What is required: In full and word for word, copy the records that follow.

Stored data entries:
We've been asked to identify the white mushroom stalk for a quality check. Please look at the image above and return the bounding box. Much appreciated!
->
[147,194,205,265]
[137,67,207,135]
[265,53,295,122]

Response:
We've been asked to identify the white mushroom stalk for a quality check. Please look at the image above and return the bounding box. Much appreciated!
->
[147,194,205,265]
[137,67,207,135]
[265,53,295,122]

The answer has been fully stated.